● **Image point grounding data**
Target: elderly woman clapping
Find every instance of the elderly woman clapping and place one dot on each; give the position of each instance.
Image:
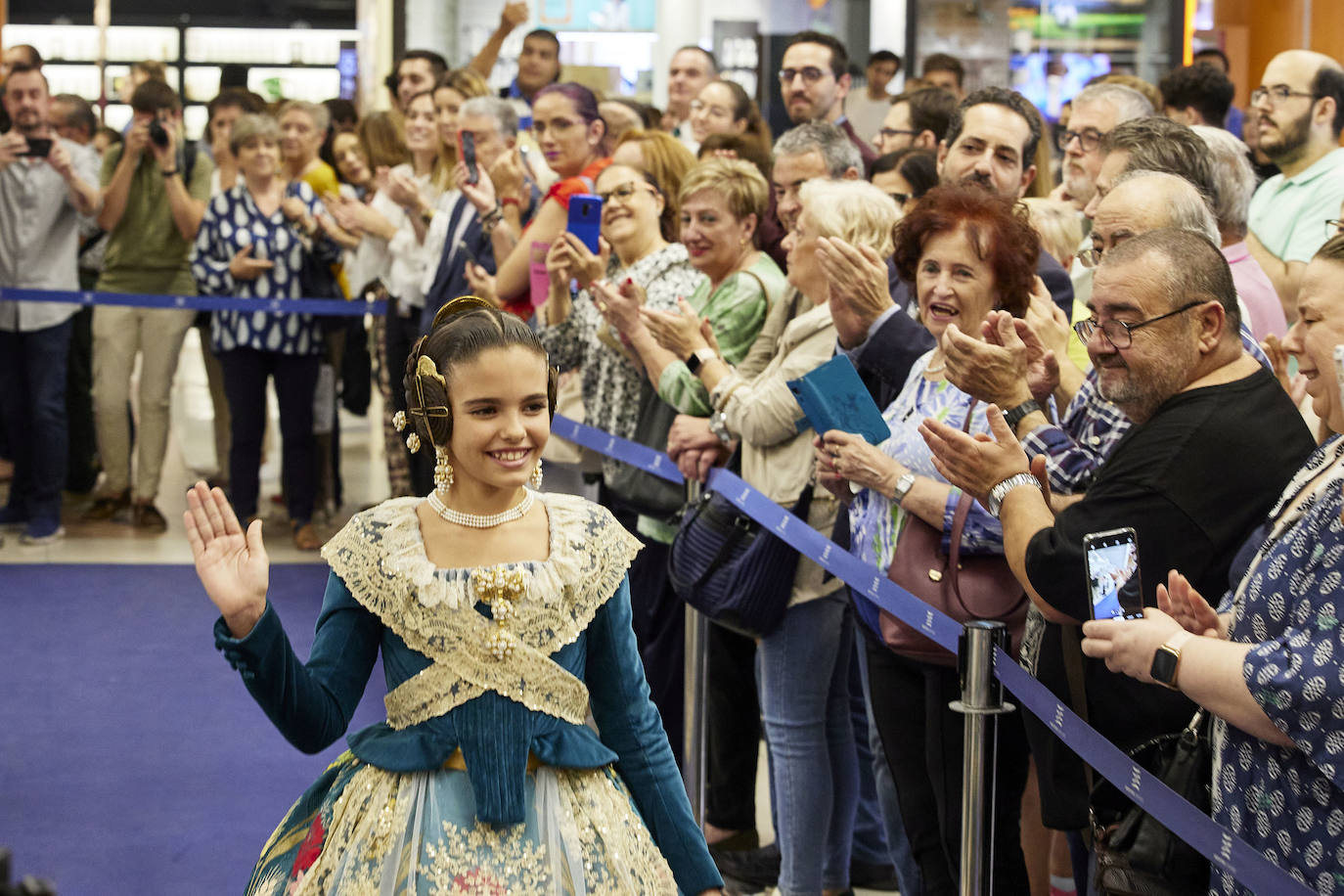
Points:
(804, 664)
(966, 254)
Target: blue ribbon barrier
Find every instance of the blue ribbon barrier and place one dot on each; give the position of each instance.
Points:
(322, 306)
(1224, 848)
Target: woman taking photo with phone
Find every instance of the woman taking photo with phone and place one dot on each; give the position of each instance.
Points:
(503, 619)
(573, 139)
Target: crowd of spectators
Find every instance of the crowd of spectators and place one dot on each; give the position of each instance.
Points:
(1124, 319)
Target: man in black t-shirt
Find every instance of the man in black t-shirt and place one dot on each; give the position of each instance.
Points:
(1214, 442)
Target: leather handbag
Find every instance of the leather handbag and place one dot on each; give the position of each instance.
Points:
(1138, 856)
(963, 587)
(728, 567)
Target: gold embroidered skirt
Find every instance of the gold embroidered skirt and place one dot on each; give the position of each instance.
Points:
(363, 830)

● **Prompt**
"crowd" is the word to look for; copy every line of the data that has it.

● **Response to this exercise**
Target: crowd of spectators
Find every instance of the crowd of spectators and place one dot on each; give the position of each instance.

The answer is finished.